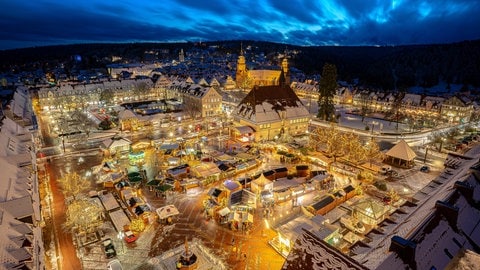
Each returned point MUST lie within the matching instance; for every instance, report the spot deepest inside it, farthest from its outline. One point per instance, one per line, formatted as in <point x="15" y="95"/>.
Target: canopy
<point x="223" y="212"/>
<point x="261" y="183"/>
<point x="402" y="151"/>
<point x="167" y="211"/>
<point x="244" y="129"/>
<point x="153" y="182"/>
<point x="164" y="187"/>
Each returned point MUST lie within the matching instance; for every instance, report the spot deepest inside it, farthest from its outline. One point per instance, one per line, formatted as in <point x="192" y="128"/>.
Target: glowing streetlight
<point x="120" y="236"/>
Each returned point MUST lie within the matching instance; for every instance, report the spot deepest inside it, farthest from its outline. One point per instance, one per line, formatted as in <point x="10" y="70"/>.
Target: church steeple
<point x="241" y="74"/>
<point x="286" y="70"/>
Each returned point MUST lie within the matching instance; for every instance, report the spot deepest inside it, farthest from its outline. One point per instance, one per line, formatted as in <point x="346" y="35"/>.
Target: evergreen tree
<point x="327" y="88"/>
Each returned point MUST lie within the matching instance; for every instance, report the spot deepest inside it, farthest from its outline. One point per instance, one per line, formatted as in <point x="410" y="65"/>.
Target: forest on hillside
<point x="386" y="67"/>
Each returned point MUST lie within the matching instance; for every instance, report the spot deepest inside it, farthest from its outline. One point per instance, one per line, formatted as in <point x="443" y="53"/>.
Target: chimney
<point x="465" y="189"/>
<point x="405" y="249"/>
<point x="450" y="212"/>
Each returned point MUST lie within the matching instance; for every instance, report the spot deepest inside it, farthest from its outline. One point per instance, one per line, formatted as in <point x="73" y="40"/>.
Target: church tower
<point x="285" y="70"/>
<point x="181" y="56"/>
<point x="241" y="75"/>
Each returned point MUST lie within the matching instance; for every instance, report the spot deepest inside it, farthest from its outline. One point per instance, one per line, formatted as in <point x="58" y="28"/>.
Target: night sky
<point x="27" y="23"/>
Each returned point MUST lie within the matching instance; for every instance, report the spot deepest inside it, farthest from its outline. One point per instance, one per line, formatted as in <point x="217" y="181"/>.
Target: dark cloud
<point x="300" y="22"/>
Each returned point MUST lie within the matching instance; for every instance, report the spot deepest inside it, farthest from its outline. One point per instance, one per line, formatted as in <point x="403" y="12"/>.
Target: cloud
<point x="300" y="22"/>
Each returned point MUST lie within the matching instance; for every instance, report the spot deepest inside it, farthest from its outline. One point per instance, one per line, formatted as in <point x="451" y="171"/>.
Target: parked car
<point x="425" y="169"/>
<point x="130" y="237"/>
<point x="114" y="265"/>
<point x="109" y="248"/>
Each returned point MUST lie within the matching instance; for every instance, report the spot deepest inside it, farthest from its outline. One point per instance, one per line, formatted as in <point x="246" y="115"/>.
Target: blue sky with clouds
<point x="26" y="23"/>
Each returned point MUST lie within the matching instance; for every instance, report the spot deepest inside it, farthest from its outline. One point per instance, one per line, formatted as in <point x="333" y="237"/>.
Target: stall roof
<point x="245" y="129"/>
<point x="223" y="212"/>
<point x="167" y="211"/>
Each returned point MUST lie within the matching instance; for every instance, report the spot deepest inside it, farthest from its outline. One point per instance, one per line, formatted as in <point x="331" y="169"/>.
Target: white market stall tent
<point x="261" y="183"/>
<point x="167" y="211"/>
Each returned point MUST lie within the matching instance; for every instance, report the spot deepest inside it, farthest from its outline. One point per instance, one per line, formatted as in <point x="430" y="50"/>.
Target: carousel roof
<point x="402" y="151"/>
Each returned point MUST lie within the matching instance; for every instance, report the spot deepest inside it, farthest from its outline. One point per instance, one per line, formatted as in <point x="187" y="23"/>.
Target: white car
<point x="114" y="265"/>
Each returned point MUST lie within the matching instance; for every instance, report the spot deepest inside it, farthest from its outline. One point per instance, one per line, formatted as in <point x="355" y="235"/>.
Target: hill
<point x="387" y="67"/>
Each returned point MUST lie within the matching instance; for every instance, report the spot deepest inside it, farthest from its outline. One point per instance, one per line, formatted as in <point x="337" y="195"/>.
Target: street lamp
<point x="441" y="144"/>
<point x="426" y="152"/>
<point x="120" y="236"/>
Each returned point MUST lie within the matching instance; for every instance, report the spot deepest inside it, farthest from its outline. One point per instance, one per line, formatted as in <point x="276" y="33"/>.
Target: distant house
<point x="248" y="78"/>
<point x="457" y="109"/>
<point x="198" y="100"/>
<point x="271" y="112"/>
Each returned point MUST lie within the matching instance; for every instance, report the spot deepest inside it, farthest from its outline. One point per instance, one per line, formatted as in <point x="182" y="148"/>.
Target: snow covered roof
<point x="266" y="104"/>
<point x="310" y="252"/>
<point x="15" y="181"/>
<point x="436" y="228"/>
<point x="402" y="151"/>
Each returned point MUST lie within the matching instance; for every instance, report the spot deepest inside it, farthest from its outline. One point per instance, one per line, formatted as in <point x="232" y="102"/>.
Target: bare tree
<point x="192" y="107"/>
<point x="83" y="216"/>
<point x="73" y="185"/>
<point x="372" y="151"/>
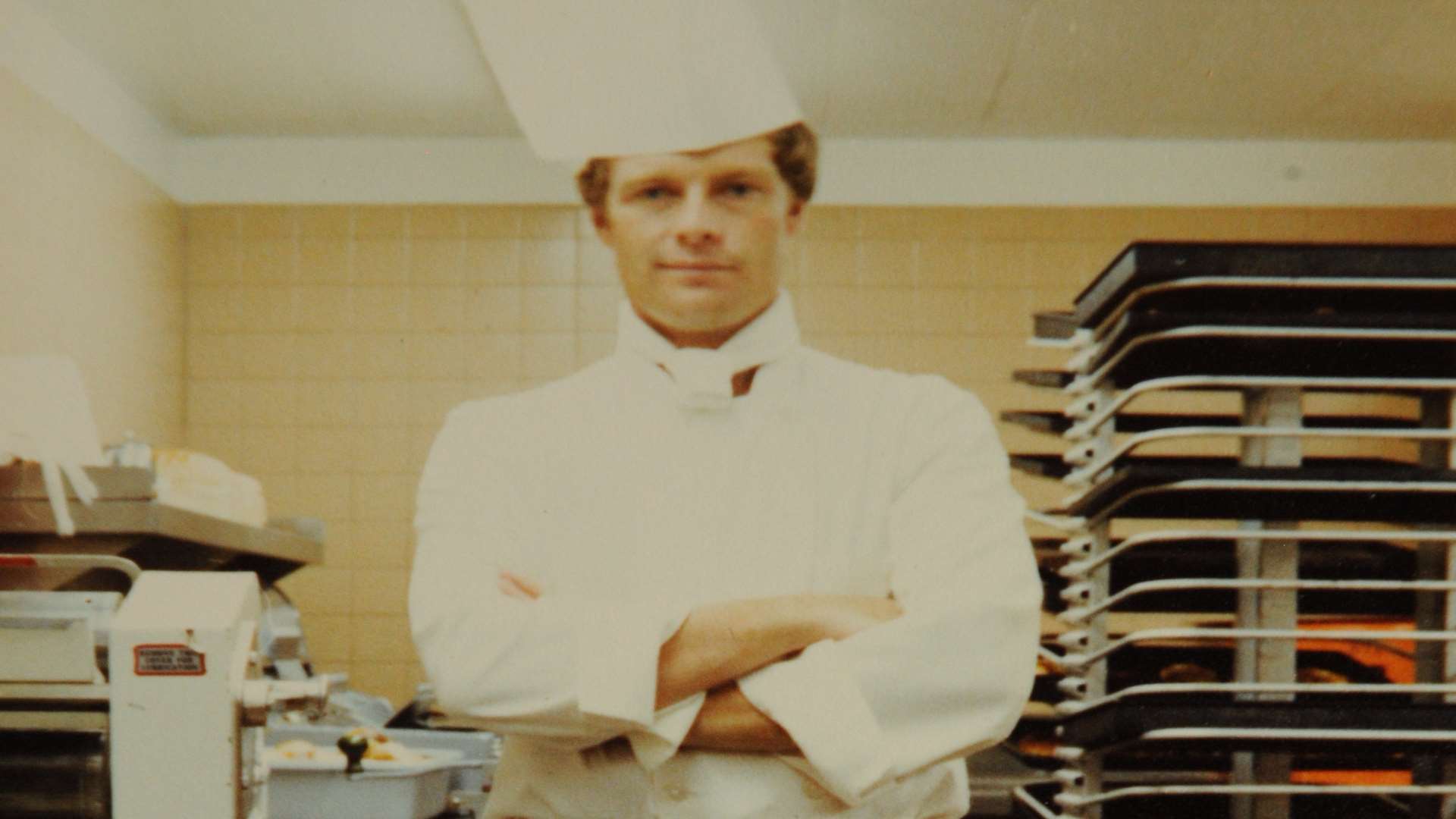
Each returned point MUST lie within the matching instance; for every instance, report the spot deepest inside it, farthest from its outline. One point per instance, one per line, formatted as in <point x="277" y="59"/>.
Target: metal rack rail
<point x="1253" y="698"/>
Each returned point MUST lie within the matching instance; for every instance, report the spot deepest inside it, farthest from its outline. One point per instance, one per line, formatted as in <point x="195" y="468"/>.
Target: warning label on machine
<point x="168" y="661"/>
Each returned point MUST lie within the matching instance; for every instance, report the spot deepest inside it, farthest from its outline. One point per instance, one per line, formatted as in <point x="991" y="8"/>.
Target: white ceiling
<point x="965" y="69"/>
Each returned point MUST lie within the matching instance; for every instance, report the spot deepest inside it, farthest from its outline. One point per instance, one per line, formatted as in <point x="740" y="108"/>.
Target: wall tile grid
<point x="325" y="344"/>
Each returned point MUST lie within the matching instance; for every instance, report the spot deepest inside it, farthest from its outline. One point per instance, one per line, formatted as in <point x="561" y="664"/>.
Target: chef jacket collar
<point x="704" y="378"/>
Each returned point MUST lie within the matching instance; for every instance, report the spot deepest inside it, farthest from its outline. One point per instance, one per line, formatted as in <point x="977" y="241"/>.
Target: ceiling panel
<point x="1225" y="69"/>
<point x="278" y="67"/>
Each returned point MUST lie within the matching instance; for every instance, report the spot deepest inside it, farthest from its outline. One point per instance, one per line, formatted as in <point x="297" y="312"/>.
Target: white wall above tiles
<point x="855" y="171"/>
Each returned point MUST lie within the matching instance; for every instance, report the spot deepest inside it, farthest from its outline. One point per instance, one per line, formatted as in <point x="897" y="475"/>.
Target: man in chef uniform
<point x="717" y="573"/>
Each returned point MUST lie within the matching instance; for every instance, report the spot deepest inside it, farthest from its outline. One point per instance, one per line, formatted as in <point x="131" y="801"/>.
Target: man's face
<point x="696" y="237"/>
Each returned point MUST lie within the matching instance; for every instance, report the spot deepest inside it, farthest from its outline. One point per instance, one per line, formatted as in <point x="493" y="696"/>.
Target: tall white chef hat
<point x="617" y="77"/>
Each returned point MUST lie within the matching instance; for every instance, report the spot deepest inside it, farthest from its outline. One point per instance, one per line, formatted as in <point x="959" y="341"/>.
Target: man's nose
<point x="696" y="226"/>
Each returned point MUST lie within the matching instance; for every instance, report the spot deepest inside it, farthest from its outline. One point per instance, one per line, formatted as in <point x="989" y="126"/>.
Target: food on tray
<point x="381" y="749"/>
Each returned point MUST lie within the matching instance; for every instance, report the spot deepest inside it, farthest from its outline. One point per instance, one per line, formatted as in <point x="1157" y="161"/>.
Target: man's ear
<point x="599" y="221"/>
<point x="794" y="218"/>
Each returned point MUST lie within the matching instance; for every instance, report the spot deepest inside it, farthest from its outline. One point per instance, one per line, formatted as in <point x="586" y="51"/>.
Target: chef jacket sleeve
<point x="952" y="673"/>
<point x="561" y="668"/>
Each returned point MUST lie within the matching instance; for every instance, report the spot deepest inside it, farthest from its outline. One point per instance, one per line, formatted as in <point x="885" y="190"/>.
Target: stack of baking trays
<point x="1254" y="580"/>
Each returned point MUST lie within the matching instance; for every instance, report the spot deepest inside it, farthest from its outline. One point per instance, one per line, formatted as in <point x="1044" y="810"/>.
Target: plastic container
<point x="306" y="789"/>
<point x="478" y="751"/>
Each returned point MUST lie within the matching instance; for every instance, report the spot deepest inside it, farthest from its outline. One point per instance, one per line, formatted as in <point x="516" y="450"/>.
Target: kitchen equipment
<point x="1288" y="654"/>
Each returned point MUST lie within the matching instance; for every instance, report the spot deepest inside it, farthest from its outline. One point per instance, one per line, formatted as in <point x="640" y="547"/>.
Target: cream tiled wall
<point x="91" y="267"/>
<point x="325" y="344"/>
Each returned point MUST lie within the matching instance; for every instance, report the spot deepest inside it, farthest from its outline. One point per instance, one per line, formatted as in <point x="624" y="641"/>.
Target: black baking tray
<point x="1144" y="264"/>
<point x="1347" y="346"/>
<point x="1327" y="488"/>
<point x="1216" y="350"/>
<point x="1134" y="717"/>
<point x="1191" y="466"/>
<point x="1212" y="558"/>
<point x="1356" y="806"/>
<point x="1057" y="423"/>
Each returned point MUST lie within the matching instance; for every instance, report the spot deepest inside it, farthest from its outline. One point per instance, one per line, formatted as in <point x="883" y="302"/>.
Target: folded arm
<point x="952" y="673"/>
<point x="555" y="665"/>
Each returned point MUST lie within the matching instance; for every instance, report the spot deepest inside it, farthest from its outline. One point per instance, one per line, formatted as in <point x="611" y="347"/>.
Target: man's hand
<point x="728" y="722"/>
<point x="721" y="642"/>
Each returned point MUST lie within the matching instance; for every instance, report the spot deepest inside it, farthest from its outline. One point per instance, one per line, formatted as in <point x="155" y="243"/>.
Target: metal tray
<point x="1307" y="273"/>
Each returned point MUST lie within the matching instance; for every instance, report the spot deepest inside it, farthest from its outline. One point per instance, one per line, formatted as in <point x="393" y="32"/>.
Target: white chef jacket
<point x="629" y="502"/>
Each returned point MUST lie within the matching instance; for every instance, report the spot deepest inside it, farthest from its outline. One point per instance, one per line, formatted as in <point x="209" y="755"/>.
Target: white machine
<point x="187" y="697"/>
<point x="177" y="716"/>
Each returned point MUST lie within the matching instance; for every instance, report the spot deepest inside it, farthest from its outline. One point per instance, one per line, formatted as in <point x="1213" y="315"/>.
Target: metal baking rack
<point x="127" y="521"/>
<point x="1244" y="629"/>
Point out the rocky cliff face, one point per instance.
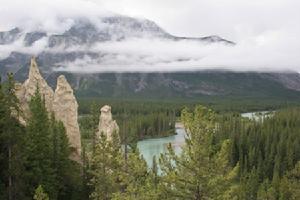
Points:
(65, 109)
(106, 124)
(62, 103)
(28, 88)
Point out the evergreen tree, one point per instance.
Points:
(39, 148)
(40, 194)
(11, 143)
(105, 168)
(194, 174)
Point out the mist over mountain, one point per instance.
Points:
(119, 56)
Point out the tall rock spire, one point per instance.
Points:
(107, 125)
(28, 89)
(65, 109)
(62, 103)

────────────────────────────────────────

▸ Work instruction: Beginning with the line that contains "Target: white machine" and ending with the last line of the entries above, repeat each line exactly, but not the pictures.

▸ Exercise result:
Target: white machine
<point x="187" y="697"/>
<point x="177" y="716"/>
Each returned point MUST lie within the matching instance; for every instance, report the spot deepest inside it, farthest from its outline. One point per instance, one per line, formatted as in <point x="1213" y="315"/>.
Target: metal baking rack
<point x="127" y="521"/>
<point x="1244" y="629"/>
Point out the rocky cliff face, one point per instance.
Points:
(65, 109)
(106, 124)
(62, 103)
(28, 88)
Point out the evergreen tree, one point per instance.
Points:
(39, 148)
(40, 194)
(11, 143)
(105, 168)
(194, 174)
Point out the mist over mountain, one point per instance.
Points:
(119, 56)
Point out the tall rock spire, one point per instance.
Points:
(107, 125)
(28, 89)
(65, 109)
(62, 103)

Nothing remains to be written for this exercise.